TRAVAIL DEMANDÉ:
[a] Résumez en deux phrases le texte sur Magyd Cherfi.
[b] Recopiez fidèlement le passage du texte sur Magyd Cherfi qui s'ouvre sur les mots contenant « le 16 avril » et se clôt sur « saupoudré d'épices d'Orient. ».
[c] D'après le texte sur Magyd Cherfi, les affirmations suivantes sont-elles exactes ? Répondez par oui ou par non et citez les mots du texte qui tranchent. (i) Magyd Cherfi a passé seize ans avec Zebda. (ii) La cité des étoiles s'éloigne de la chanson française. (iii) La poésie de l'album est qualifiée de douce-amère.

TEXTE FOURNI:
------------------------------------------------

Magyd Cherfi - La cité des étoiles

le 16 avril 2005
2H30

Magyd Cherfi - La cité des étoiles

Après avoir vécu 16 ans avec Zebda, Magyd a décidé de porter seul ses textes. Plus proche de la chanson française, entre tendresse et âpreté, avec autant d'engagement citoyen et de générosité, Magyd Cherfi nous délivre avec La cité des étoiles une poésie douce-amère entremêlée de touches hip-hop, de souvenirs rock, de cavalcades ska, le tout saupoudré d'épices d'Orient.

------------------------------------------------

FICHES RÉPERTORIÉES:
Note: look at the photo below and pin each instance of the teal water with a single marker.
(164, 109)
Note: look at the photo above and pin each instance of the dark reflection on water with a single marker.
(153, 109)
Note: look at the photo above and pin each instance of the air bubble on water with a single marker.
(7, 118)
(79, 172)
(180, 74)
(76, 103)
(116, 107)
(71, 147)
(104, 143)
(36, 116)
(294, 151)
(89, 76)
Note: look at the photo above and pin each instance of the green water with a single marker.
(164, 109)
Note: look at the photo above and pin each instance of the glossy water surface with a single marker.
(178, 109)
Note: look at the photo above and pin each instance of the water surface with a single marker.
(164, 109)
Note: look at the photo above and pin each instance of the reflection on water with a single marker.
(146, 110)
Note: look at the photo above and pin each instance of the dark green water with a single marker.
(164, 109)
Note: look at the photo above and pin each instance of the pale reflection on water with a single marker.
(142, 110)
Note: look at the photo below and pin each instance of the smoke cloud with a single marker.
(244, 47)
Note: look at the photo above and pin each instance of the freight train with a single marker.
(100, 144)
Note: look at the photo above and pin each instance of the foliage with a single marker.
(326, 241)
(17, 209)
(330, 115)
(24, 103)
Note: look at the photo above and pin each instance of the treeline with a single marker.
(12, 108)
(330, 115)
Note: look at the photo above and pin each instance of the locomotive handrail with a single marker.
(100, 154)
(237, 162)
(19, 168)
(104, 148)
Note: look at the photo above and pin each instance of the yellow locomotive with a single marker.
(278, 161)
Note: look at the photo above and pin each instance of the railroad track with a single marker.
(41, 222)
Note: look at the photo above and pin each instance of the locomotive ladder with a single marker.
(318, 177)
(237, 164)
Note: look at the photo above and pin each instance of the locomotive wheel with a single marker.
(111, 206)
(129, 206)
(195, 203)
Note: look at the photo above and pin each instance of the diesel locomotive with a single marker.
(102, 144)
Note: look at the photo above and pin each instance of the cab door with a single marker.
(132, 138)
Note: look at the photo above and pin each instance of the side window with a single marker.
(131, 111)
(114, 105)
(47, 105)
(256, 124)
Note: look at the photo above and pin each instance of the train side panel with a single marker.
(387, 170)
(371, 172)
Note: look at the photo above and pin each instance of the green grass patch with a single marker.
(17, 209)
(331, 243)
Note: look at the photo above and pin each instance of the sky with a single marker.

------------------------------------------------

RÉPONSES:
[a] Après seize ans passés avec Zebda, Magyd Cherfi a décidé de porter seul ses textes. Avec La cité des étoiles, plus proche de la chanson française, il livre une poésie douce-amère mêlée de touches hip-hop, de souvenirs rock et de cavalcades ska, saupoudrée d'épices d'Orient.

[b]
le 16 avril 2005
2H30

Magyd Cherfi - La cité des étoiles

Après avoir vécu 16 ans avec Zebda, Magyd a décidé de porter seul ses textes. Plus proche de la chanson française, entre tendresse et âpreté, avec autant d'engagement citoyen et de générosité, Magyd Cherfi nous délivre avec La cité des étoiles une poésie douce-amère entremêlée de touches hip-hop, de souvenirs rock, de cavalcades ska, le tout saupoudré d'épices d'Orient.

[c]
(i) Oui : « Après avoir vécu 16 ans avec Zebda ».
(ii) Non : « Plus proche de la chanson française ».
(iii) Oui : « une poésie douce-amère ».